◆ YOUR GOAL
Could you update the records from the line with "The client would like the red" to the line with "[85,132,169,170]", putting "blue carpet" wherever "red carpet" appears and leaving everything else unchanged, and return only those lines?

◆ MATERIAL SUPPLIED
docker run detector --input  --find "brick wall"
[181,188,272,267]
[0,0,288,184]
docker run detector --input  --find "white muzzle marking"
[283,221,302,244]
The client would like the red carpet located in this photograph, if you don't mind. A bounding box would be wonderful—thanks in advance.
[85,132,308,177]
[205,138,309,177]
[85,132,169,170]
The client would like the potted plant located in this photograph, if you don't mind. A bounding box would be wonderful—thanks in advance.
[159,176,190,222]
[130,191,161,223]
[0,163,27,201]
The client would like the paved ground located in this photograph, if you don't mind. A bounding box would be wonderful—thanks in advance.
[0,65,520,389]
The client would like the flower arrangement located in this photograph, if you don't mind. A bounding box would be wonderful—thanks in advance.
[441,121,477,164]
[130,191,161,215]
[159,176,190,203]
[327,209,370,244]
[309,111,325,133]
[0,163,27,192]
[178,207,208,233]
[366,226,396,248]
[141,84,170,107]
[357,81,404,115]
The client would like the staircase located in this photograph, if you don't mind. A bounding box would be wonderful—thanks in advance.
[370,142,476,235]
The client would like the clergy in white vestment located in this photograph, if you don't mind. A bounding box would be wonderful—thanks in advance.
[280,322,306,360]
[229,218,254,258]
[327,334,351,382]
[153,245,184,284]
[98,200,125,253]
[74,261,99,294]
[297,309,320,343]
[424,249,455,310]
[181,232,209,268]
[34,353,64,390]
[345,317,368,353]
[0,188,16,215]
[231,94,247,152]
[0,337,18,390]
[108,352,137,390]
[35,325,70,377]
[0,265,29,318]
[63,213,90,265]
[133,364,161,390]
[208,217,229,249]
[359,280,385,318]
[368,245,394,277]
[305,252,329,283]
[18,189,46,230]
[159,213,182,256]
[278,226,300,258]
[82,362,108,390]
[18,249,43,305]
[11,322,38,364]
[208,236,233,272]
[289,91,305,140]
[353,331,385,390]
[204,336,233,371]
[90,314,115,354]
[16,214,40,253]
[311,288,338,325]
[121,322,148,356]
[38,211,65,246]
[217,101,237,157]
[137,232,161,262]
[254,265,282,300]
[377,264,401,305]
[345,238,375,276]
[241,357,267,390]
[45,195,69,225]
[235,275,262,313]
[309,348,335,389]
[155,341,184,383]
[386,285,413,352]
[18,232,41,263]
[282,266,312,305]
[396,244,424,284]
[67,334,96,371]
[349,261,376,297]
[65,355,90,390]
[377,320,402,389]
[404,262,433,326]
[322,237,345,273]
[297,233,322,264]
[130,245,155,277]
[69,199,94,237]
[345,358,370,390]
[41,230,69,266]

◆ SOLUTION FOR THIS PROBLEM
The client would like the blue carpet located in this photograph, if you don't mind. A bounding box would be wonderful—thanks in advance.
[85,132,308,177]
[205,138,309,177]
[85,132,169,170]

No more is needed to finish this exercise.